[Referring expression pointing data]

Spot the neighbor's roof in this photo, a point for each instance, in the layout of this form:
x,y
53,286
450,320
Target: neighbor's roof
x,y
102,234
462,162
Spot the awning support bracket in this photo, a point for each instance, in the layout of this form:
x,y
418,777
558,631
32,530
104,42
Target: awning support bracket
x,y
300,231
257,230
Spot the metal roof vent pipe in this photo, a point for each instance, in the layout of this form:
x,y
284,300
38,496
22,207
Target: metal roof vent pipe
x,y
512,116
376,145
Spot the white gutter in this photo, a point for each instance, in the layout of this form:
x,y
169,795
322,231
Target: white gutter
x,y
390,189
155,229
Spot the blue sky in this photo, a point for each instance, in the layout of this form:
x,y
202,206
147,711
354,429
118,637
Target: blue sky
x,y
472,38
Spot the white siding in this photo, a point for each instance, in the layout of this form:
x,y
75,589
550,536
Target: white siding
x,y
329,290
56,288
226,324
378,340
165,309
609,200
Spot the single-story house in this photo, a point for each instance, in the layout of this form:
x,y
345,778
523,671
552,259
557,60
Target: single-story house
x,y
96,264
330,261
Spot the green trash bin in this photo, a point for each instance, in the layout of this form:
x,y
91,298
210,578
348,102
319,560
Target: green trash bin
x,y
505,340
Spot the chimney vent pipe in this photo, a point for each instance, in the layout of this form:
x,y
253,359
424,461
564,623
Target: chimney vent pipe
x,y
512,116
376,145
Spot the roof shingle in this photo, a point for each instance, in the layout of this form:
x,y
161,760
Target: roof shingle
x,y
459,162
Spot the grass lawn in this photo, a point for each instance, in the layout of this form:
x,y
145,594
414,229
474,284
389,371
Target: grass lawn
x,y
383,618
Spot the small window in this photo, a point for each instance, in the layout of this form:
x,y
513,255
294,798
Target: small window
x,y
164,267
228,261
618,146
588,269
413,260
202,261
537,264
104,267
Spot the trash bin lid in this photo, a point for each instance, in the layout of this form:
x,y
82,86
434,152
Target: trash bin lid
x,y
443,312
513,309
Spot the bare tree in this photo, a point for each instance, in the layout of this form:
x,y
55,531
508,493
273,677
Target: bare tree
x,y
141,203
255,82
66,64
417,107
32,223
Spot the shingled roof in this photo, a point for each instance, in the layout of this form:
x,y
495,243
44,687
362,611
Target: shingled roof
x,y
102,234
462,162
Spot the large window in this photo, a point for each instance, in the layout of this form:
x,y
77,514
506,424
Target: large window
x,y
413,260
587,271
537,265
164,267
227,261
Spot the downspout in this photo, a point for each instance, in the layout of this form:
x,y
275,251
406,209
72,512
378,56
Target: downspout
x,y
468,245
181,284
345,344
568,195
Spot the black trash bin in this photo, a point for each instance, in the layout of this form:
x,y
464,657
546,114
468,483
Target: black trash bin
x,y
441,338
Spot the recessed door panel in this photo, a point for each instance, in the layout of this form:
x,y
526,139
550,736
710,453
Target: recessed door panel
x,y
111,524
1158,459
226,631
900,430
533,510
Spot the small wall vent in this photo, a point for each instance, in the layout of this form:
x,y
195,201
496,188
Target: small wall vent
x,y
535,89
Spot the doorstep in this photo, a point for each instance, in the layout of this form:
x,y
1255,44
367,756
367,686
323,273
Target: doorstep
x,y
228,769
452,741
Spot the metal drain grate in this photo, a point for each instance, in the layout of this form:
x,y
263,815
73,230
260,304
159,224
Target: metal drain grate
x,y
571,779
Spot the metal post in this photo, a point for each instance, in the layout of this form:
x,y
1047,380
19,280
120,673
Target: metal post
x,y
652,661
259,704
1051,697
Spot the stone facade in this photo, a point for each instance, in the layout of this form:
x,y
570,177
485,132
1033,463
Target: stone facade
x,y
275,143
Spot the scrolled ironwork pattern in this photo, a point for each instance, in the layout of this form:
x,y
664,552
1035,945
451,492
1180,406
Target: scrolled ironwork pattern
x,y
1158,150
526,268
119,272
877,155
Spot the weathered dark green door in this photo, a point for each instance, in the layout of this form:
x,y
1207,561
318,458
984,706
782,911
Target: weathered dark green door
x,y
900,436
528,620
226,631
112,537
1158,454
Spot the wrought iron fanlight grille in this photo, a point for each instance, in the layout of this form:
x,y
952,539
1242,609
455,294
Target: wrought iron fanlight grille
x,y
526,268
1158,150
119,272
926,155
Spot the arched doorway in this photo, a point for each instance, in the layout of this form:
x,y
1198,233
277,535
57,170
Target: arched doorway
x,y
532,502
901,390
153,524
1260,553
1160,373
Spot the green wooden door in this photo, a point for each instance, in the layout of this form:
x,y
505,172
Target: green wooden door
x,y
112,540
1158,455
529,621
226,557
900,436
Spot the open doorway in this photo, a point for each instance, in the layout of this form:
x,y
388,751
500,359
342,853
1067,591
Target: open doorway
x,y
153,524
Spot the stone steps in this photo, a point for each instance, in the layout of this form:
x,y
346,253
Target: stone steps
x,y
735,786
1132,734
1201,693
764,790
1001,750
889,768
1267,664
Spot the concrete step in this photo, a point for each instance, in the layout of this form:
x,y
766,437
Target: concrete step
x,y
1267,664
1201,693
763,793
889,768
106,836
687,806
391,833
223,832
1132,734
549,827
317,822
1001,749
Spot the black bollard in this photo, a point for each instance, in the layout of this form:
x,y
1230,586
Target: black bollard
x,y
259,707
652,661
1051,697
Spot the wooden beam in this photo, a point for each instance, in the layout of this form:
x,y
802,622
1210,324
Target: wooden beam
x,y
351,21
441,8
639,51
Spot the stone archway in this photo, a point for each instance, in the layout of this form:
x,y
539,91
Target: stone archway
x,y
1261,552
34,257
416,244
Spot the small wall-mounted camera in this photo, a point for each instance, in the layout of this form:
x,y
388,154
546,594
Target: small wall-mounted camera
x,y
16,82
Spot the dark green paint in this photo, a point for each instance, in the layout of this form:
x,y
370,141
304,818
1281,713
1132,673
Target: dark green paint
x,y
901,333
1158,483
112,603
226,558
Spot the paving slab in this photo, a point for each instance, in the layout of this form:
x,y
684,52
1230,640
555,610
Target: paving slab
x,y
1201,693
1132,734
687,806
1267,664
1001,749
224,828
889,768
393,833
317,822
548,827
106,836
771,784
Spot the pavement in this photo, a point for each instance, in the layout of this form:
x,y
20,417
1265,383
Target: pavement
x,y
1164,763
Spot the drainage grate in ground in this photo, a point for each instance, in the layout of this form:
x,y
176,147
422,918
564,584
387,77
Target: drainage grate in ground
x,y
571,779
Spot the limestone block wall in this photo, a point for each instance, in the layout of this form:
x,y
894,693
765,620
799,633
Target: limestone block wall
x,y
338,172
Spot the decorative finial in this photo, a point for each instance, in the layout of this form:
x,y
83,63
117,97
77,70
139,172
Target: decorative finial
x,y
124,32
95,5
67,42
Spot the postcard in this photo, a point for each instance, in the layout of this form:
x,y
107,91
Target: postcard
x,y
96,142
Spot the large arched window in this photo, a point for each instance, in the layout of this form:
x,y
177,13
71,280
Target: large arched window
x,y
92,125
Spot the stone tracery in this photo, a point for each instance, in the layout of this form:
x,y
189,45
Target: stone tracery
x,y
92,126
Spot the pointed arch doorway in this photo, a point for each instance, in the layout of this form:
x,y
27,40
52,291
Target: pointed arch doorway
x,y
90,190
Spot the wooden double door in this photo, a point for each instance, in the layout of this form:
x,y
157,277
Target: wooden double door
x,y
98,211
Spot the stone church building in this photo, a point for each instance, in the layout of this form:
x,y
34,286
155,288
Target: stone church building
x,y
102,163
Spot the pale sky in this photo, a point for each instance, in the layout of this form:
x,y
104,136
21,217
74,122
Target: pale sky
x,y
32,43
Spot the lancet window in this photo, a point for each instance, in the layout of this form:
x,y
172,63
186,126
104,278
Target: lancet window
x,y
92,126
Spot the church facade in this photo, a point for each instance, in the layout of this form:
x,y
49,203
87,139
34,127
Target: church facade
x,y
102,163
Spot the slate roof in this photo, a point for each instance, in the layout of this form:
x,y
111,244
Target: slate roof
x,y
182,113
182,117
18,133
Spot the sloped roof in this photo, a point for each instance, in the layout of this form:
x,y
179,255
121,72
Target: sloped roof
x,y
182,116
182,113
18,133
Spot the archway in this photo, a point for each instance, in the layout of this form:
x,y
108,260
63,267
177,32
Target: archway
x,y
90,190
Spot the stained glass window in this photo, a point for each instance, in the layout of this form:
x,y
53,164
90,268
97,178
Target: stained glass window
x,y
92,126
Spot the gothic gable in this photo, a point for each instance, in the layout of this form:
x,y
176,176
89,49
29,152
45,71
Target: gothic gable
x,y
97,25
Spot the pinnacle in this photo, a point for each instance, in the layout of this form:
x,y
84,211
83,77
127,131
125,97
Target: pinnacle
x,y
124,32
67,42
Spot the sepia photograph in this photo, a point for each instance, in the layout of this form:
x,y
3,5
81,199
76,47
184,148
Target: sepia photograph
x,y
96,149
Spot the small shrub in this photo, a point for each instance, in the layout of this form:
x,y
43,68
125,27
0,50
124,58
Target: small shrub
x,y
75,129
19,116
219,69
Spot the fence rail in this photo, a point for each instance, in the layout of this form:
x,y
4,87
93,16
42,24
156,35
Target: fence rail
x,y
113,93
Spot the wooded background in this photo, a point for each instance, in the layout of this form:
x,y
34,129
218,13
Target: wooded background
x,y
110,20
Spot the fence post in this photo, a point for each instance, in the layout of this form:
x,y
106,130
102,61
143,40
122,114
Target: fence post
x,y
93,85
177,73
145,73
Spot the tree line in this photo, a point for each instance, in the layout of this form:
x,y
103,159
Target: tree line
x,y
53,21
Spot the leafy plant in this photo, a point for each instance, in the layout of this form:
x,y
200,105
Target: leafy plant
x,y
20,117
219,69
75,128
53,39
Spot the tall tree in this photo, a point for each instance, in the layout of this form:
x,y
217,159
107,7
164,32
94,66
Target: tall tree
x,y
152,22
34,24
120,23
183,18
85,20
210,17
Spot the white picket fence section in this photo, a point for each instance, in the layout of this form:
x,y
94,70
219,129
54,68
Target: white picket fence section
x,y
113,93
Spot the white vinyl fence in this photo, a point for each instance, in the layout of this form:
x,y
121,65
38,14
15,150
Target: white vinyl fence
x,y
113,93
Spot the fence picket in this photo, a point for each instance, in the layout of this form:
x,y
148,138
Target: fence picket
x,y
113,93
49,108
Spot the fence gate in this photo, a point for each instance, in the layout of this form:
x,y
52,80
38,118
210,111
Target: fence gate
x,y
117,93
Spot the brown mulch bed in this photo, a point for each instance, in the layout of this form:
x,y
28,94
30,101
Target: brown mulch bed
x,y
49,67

• _Work to be completed_
What you return should be the lines from the beginning of the records through the one that contains "Spot the green trash", repeated exactly and with no additions.

• _Response to the exercise_
Spot the neighbor's roof in this photo, a point for each instance, in the layout of this form:
x,y
53,286
450,320
Target: neighbor's roof
x,y
102,234
462,162
Spot the awning support bracket in this photo, a point for each instance, in the layout of this form:
x,y
418,777
558,631
32,530
104,42
Target: awning support bracket
x,y
300,231
257,230
Spot the metal roof vent pipe in this photo, a point for each instance, in the layout of this form:
x,y
284,300
38,496
22,207
Target: metal roof vent pipe
x,y
512,116
376,145
Spot the white gutter in this photo, a point for each instance, in the layout of this form:
x,y
169,795
322,231
Target: white gutter
x,y
390,189
155,229
Spot the blue sky in this photo, a point for each instance, in the layout of this form:
x,y
202,206
147,711
354,429
118,637
Target: blue sky
x,y
472,38
Spot the white siding in this photo, a point for each instance, in the layout of this form:
x,y
75,589
550,536
Target: white siding
x,y
329,290
56,288
226,324
378,340
165,309
609,200
Spot the single-story house in this photo, a point for each instance, in the layout of this form:
x,y
345,778
523,671
552,259
557,60
Target: single-story house
x,y
96,264
330,261
Spot the green trash bin in this photo, a point for each instance, in the layout of this form:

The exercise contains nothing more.